Problem statement: Check every line below for the word "logo" and copy each one that has it.

Records supplied:
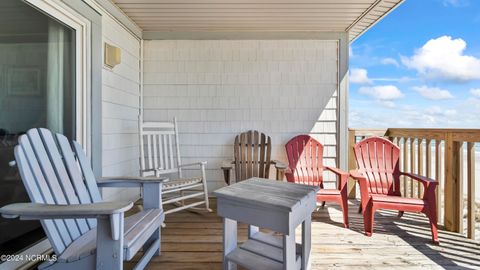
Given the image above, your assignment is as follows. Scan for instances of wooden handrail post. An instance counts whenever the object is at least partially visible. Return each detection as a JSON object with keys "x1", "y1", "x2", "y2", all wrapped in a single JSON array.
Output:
[
  {"x1": 444, "y1": 133, "x2": 463, "y2": 233},
  {"x1": 347, "y1": 129, "x2": 356, "y2": 199}
]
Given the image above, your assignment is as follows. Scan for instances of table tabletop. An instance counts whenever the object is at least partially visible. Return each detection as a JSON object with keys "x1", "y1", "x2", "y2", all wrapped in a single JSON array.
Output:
[{"x1": 214, "y1": 177, "x2": 319, "y2": 212}]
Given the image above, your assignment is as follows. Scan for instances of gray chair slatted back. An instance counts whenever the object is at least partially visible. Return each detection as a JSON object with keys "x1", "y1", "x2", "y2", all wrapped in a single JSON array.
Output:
[
  {"x1": 14, "y1": 128, "x2": 102, "y2": 255},
  {"x1": 140, "y1": 119, "x2": 182, "y2": 177}
]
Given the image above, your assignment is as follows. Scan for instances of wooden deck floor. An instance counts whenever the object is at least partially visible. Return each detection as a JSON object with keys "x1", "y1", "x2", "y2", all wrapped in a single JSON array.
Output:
[{"x1": 127, "y1": 199, "x2": 480, "y2": 270}]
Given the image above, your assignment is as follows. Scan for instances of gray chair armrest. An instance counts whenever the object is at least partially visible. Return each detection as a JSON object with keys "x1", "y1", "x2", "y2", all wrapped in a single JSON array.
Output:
[
  {"x1": 178, "y1": 161, "x2": 207, "y2": 168},
  {"x1": 0, "y1": 201, "x2": 133, "y2": 220},
  {"x1": 1, "y1": 202, "x2": 133, "y2": 240},
  {"x1": 97, "y1": 176, "x2": 169, "y2": 188},
  {"x1": 221, "y1": 160, "x2": 234, "y2": 185},
  {"x1": 221, "y1": 160, "x2": 234, "y2": 170},
  {"x1": 271, "y1": 160, "x2": 287, "y2": 180},
  {"x1": 271, "y1": 160, "x2": 287, "y2": 170}
]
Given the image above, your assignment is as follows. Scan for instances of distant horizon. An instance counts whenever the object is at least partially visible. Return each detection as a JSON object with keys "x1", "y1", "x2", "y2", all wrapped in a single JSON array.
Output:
[{"x1": 349, "y1": 0, "x2": 480, "y2": 129}]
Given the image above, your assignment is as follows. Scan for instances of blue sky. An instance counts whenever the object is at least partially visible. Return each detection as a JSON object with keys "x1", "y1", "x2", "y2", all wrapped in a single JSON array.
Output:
[{"x1": 349, "y1": 0, "x2": 480, "y2": 128}]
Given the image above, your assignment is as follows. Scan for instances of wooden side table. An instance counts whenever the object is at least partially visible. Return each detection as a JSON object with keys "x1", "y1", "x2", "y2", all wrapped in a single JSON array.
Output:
[{"x1": 214, "y1": 178, "x2": 319, "y2": 270}]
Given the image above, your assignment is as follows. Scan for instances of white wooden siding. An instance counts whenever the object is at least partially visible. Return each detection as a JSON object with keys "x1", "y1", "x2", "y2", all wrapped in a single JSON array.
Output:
[
  {"x1": 101, "y1": 15, "x2": 141, "y2": 202},
  {"x1": 143, "y1": 40, "x2": 339, "y2": 191}
]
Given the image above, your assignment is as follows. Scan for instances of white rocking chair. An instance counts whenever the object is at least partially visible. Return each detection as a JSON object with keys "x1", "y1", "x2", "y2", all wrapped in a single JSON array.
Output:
[{"x1": 140, "y1": 118, "x2": 211, "y2": 215}]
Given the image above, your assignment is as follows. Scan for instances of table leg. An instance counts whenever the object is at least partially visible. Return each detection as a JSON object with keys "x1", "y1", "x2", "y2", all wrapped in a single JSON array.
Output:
[
  {"x1": 248, "y1": 225, "x2": 259, "y2": 238},
  {"x1": 302, "y1": 216, "x2": 312, "y2": 270},
  {"x1": 223, "y1": 218, "x2": 237, "y2": 270},
  {"x1": 283, "y1": 232, "x2": 296, "y2": 270}
]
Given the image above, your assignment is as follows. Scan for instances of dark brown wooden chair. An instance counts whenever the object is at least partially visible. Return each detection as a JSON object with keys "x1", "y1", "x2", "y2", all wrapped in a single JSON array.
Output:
[{"x1": 221, "y1": 130, "x2": 286, "y2": 185}]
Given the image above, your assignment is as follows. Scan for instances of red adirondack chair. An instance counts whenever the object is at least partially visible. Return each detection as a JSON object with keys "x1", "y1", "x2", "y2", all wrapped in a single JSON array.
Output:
[
  {"x1": 285, "y1": 135, "x2": 349, "y2": 228},
  {"x1": 350, "y1": 137, "x2": 439, "y2": 244}
]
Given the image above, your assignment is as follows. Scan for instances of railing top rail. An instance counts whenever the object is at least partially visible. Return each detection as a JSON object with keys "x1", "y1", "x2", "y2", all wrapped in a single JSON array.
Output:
[
  {"x1": 350, "y1": 128, "x2": 480, "y2": 142},
  {"x1": 348, "y1": 128, "x2": 387, "y2": 137}
]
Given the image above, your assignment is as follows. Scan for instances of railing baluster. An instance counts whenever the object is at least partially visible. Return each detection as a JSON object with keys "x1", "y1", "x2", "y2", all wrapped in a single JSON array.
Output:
[
  {"x1": 404, "y1": 137, "x2": 410, "y2": 197},
  {"x1": 398, "y1": 137, "x2": 404, "y2": 196},
  {"x1": 410, "y1": 138, "x2": 416, "y2": 198},
  {"x1": 458, "y1": 142, "x2": 464, "y2": 234},
  {"x1": 347, "y1": 129, "x2": 357, "y2": 199},
  {"x1": 435, "y1": 139, "x2": 442, "y2": 225},
  {"x1": 467, "y1": 142, "x2": 476, "y2": 239},
  {"x1": 426, "y1": 138, "x2": 432, "y2": 183},
  {"x1": 418, "y1": 138, "x2": 424, "y2": 198}
]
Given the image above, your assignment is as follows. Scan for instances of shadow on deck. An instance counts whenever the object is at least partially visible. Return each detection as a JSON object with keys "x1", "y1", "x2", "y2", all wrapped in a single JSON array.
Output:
[{"x1": 127, "y1": 199, "x2": 479, "y2": 270}]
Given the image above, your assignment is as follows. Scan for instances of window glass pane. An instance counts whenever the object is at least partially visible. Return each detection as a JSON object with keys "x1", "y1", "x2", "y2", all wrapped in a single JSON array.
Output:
[{"x1": 0, "y1": 0, "x2": 76, "y2": 254}]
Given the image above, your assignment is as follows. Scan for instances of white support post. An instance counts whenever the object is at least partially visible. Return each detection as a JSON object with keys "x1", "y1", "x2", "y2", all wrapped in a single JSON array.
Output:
[
  {"x1": 302, "y1": 215, "x2": 312, "y2": 270},
  {"x1": 173, "y1": 117, "x2": 182, "y2": 178},
  {"x1": 223, "y1": 218, "x2": 237, "y2": 270},
  {"x1": 283, "y1": 232, "x2": 296, "y2": 270},
  {"x1": 96, "y1": 215, "x2": 124, "y2": 270},
  {"x1": 248, "y1": 225, "x2": 259, "y2": 238},
  {"x1": 200, "y1": 163, "x2": 211, "y2": 211},
  {"x1": 338, "y1": 32, "x2": 349, "y2": 171},
  {"x1": 143, "y1": 182, "x2": 162, "y2": 256}
]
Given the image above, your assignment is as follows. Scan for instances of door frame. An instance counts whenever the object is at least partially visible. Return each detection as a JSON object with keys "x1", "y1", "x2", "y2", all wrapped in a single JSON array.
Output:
[{"x1": 0, "y1": 1, "x2": 92, "y2": 269}]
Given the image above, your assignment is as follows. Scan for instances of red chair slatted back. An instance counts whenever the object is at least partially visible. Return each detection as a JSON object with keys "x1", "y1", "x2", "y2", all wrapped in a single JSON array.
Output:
[
  {"x1": 285, "y1": 135, "x2": 324, "y2": 186},
  {"x1": 353, "y1": 137, "x2": 401, "y2": 195}
]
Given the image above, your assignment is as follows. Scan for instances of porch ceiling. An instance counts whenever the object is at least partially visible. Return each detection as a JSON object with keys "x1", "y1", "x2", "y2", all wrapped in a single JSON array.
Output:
[{"x1": 111, "y1": 0, "x2": 403, "y2": 41}]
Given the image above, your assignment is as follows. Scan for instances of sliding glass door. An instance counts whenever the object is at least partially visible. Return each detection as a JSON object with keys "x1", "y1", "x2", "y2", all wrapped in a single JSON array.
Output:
[{"x1": 0, "y1": 0, "x2": 76, "y2": 254}]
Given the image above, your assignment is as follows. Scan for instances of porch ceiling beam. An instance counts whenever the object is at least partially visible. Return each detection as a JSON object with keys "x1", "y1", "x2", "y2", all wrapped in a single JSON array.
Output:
[{"x1": 142, "y1": 31, "x2": 347, "y2": 40}]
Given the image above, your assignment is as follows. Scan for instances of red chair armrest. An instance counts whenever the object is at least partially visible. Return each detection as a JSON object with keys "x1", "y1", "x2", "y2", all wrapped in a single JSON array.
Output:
[
  {"x1": 349, "y1": 170, "x2": 370, "y2": 204},
  {"x1": 349, "y1": 170, "x2": 366, "y2": 182},
  {"x1": 326, "y1": 166, "x2": 348, "y2": 190},
  {"x1": 401, "y1": 172, "x2": 438, "y2": 201},
  {"x1": 325, "y1": 166, "x2": 348, "y2": 177},
  {"x1": 401, "y1": 172, "x2": 438, "y2": 200},
  {"x1": 401, "y1": 172, "x2": 438, "y2": 187}
]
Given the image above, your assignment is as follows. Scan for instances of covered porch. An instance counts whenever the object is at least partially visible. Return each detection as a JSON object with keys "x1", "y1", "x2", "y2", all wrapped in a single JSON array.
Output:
[{"x1": 1, "y1": 0, "x2": 479, "y2": 269}]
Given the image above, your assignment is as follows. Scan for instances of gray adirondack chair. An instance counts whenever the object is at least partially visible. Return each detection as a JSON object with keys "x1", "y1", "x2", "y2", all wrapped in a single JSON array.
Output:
[
  {"x1": 140, "y1": 118, "x2": 211, "y2": 215},
  {"x1": 0, "y1": 128, "x2": 167, "y2": 270}
]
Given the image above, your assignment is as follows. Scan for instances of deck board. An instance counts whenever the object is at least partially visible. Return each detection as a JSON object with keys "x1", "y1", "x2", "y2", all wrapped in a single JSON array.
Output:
[{"x1": 129, "y1": 199, "x2": 479, "y2": 269}]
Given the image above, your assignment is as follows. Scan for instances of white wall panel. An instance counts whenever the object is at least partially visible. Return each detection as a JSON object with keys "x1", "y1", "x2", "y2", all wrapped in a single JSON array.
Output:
[
  {"x1": 101, "y1": 15, "x2": 141, "y2": 202},
  {"x1": 143, "y1": 40, "x2": 339, "y2": 191}
]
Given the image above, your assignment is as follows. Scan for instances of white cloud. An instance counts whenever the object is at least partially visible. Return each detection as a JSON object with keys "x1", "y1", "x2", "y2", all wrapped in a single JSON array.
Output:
[
  {"x1": 372, "y1": 76, "x2": 416, "y2": 83},
  {"x1": 401, "y1": 36, "x2": 480, "y2": 82},
  {"x1": 350, "y1": 68, "x2": 371, "y2": 84},
  {"x1": 379, "y1": 101, "x2": 396, "y2": 108},
  {"x1": 412, "y1": 85, "x2": 454, "y2": 100},
  {"x1": 381, "y1": 57, "x2": 400, "y2": 67},
  {"x1": 425, "y1": 106, "x2": 457, "y2": 116},
  {"x1": 470, "y1": 88, "x2": 480, "y2": 98},
  {"x1": 350, "y1": 98, "x2": 477, "y2": 129},
  {"x1": 358, "y1": 85, "x2": 404, "y2": 100}
]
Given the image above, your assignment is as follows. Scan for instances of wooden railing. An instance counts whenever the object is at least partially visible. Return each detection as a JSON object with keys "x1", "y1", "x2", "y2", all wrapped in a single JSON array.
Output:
[{"x1": 348, "y1": 128, "x2": 479, "y2": 239}]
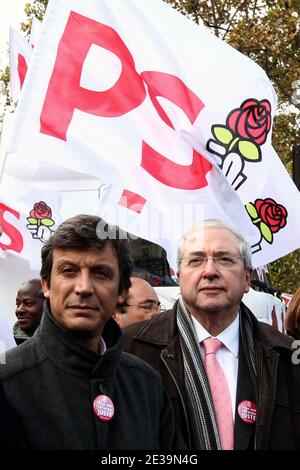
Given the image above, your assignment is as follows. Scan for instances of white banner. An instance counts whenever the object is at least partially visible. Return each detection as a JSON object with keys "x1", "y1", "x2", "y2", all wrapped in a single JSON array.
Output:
[
  {"x1": 0, "y1": 175, "x2": 62, "y2": 269},
  {"x1": 9, "y1": 28, "x2": 32, "y2": 102},
  {"x1": 6, "y1": 0, "x2": 300, "y2": 269},
  {"x1": 29, "y1": 17, "x2": 42, "y2": 48}
]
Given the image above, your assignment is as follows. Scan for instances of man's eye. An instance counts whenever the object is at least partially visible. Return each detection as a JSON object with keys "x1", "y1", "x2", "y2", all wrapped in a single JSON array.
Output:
[
  {"x1": 94, "y1": 269, "x2": 111, "y2": 278},
  {"x1": 188, "y1": 257, "x2": 205, "y2": 266},
  {"x1": 217, "y1": 256, "x2": 234, "y2": 265},
  {"x1": 61, "y1": 267, "x2": 76, "y2": 275}
]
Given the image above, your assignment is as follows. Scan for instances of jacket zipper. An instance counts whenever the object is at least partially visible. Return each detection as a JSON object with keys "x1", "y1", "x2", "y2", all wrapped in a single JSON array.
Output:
[{"x1": 161, "y1": 353, "x2": 192, "y2": 449}]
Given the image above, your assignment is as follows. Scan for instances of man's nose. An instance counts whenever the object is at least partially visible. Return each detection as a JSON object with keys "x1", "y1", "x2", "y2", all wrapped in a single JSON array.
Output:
[
  {"x1": 202, "y1": 257, "x2": 219, "y2": 277},
  {"x1": 75, "y1": 273, "x2": 94, "y2": 295},
  {"x1": 16, "y1": 304, "x2": 25, "y2": 313}
]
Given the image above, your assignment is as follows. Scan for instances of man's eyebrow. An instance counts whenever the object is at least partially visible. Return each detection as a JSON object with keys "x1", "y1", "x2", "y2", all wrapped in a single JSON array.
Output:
[
  {"x1": 184, "y1": 250, "x2": 206, "y2": 256},
  {"x1": 185, "y1": 250, "x2": 233, "y2": 256}
]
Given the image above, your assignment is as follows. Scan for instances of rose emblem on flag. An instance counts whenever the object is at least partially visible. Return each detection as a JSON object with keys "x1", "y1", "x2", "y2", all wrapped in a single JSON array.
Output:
[
  {"x1": 254, "y1": 198, "x2": 287, "y2": 234},
  {"x1": 245, "y1": 197, "x2": 288, "y2": 252},
  {"x1": 227, "y1": 99, "x2": 271, "y2": 146},
  {"x1": 30, "y1": 201, "x2": 52, "y2": 220},
  {"x1": 206, "y1": 98, "x2": 272, "y2": 191},
  {"x1": 26, "y1": 201, "x2": 55, "y2": 243}
]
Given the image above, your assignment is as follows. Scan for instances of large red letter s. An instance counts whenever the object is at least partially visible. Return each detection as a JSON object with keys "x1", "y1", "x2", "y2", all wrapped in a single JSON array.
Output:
[
  {"x1": 40, "y1": 12, "x2": 146, "y2": 141},
  {"x1": 140, "y1": 71, "x2": 212, "y2": 190},
  {"x1": 0, "y1": 203, "x2": 24, "y2": 253}
]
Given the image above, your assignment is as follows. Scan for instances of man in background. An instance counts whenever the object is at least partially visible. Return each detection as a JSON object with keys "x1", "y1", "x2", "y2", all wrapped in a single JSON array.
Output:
[
  {"x1": 114, "y1": 277, "x2": 164, "y2": 328},
  {"x1": 14, "y1": 279, "x2": 45, "y2": 344}
]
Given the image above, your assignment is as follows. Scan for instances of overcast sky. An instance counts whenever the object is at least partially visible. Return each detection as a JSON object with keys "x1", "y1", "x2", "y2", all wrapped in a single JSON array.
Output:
[{"x1": 0, "y1": 1, "x2": 27, "y2": 66}]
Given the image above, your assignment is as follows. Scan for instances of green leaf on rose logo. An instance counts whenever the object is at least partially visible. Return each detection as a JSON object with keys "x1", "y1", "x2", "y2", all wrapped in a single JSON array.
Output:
[
  {"x1": 245, "y1": 202, "x2": 258, "y2": 219},
  {"x1": 41, "y1": 218, "x2": 55, "y2": 227},
  {"x1": 260, "y1": 222, "x2": 273, "y2": 243},
  {"x1": 27, "y1": 217, "x2": 38, "y2": 224},
  {"x1": 238, "y1": 140, "x2": 260, "y2": 161},
  {"x1": 212, "y1": 125, "x2": 233, "y2": 145}
]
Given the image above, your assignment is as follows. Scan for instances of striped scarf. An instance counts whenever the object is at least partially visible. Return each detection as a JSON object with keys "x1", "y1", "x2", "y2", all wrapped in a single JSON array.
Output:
[{"x1": 176, "y1": 297, "x2": 256, "y2": 450}]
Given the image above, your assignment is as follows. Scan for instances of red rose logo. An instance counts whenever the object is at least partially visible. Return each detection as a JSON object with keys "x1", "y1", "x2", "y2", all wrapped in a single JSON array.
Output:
[
  {"x1": 227, "y1": 98, "x2": 271, "y2": 145},
  {"x1": 30, "y1": 201, "x2": 52, "y2": 220},
  {"x1": 255, "y1": 198, "x2": 287, "y2": 233}
]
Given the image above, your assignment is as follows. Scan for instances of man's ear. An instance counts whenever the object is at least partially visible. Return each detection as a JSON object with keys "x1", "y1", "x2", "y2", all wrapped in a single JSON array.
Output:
[
  {"x1": 244, "y1": 268, "x2": 253, "y2": 293},
  {"x1": 117, "y1": 289, "x2": 128, "y2": 306},
  {"x1": 113, "y1": 312, "x2": 121, "y2": 326},
  {"x1": 41, "y1": 278, "x2": 50, "y2": 299}
]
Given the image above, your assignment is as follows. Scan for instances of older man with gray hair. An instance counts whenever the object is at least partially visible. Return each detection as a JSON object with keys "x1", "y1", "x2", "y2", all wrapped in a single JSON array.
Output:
[{"x1": 123, "y1": 219, "x2": 300, "y2": 450}]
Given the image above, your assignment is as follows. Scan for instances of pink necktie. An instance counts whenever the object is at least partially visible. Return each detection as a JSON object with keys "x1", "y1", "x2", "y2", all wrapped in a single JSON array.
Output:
[{"x1": 203, "y1": 338, "x2": 234, "y2": 450}]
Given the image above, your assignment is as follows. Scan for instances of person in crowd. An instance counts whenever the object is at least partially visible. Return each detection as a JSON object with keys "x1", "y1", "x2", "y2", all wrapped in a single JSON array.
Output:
[
  {"x1": 0, "y1": 215, "x2": 184, "y2": 450},
  {"x1": 114, "y1": 277, "x2": 164, "y2": 328},
  {"x1": 14, "y1": 279, "x2": 45, "y2": 345},
  {"x1": 285, "y1": 286, "x2": 300, "y2": 339},
  {"x1": 123, "y1": 219, "x2": 300, "y2": 450}
]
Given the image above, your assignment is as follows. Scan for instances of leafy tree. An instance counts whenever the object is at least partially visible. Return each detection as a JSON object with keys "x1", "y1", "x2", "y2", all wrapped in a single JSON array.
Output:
[
  {"x1": 2, "y1": 0, "x2": 300, "y2": 292},
  {"x1": 20, "y1": 0, "x2": 48, "y2": 35}
]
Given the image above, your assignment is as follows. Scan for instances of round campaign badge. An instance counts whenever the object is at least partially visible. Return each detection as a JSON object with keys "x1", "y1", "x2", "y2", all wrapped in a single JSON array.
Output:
[
  {"x1": 93, "y1": 395, "x2": 115, "y2": 422},
  {"x1": 238, "y1": 400, "x2": 257, "y2": 424}
]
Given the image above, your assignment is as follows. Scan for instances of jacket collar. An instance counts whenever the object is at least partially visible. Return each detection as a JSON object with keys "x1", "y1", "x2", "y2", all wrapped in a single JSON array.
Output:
[
  {"x1": 36, "y1": 301, "x2": 123, "y2": 378},
  {"x1": 132, "y1": 301, "x2": 178, "y2": 346},
  {"x1": 133, "y1": 299, "x2": 293, "y2": 353}
]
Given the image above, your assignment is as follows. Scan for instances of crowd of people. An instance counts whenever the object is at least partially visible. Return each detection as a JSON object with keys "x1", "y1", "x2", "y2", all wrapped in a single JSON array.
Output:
[{"x1": 0, "y1": 214, "x2": 299, "y2": 450}]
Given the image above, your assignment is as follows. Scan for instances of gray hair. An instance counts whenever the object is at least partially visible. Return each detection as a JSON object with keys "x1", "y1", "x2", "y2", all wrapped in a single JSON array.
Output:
[{"x1": 177, "y1": 219, "x2": 252, "y2": 272}]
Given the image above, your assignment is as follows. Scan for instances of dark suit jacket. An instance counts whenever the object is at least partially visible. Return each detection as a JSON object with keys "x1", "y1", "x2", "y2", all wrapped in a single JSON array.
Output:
[{"x1": 123, "y1": 301, "x2": 300, "y2": 449}]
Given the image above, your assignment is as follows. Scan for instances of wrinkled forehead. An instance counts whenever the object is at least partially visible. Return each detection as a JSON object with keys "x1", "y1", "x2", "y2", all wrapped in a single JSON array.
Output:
[
  {"x1": 17, "y1": 285, "x2": 41, "y2": 300},
  {"x1": 182, "y1": 227, "x2": 240, "y2": 255}
]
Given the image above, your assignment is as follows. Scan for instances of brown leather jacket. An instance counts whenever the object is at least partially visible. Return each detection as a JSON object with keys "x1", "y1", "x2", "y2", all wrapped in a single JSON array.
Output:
[{"x1": 123, "y1": 301, "x2": 300, "y2": 449}]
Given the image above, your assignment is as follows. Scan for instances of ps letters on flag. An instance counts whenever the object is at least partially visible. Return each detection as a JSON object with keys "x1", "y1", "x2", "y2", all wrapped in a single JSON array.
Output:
[{"x1": 7, "y1": 0, "x2": 300, "y2": 269}]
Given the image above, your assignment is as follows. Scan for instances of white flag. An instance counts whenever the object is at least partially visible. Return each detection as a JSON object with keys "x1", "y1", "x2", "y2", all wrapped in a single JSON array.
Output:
[
  {"x1": 29, "y1": 17, "x2": 42, "y2": 48},
  {"x1": 9, "y1": 28, "x2": 32, "y2": 102},
  {"x1": 7, "y1": 0, "x2": 300, "y2": 269},
  {"x1": 0, "y1": 175, "x2": 62, "y2": 269}
]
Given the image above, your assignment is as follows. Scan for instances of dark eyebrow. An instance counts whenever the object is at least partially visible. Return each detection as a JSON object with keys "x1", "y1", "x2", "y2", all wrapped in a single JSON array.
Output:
[
  {"x1": 185, "y1": 251, "x2": 206, "y2": 257},
  {"x1": 16, "y1": 296, "x2": 35, "y2": 302},
  {"x1": 186, "y1": 250, "x2": 235, "y2": 256}
]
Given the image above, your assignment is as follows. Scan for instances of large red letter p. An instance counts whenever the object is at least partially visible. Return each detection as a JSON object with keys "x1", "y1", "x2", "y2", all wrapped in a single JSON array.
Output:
[{"x1": 40, "y1": 12, "x2": 146, "y2": 140}]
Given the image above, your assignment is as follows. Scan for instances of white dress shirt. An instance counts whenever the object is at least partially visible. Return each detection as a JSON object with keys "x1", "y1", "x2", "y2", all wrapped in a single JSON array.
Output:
[{"x1": 191, "y1": 313, "x2": 239, "y2": 420}]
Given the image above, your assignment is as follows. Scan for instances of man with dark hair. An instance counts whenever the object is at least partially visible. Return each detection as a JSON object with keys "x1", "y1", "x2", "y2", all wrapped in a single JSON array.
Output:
[
  {"x1": 0, "y1": 215, "x2": 184, "y2": 450},
  {"x1": 14, "y1": 279, "x2": 45, "y2": 345}
]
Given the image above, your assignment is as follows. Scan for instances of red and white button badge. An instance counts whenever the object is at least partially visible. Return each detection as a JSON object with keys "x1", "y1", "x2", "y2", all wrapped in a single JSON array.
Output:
[
  {"x1": 238, "y1": 400, "x2": 257, "y2": 424},
  {"x1": 93, "y1": 395, "x2": 115, "y2": 422}
]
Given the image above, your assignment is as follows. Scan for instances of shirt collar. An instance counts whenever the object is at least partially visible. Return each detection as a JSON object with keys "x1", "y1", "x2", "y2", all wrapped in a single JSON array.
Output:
[
  {"x1": 99, "y1": 336, "x2": 107, "y2": 355},
  {"x1": 191, "y1": 312, "x2": 239, "y2": 358}
]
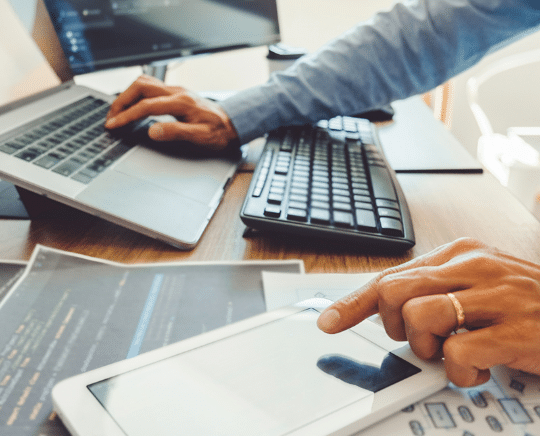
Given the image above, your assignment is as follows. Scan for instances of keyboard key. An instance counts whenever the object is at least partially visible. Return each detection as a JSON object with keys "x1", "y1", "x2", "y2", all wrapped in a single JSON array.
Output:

Answer:
Given the image above, your assignment is as follows. Scan for instances of green leaf on rose logo. An instance counts whenever the object is at least partially visible. Return each detection as a JSON object with keys "x1", "y1", "x2", "y2", all wrapped in a single JSON array.
Given the image above, your assignment is as follows. Scan for instances of red rose logo. An instance counts whenever the object is at least partially visible. Return each detection as a JSON object with keys "x1", "y1", "x2", "y2", all wrapped in a single JSON array.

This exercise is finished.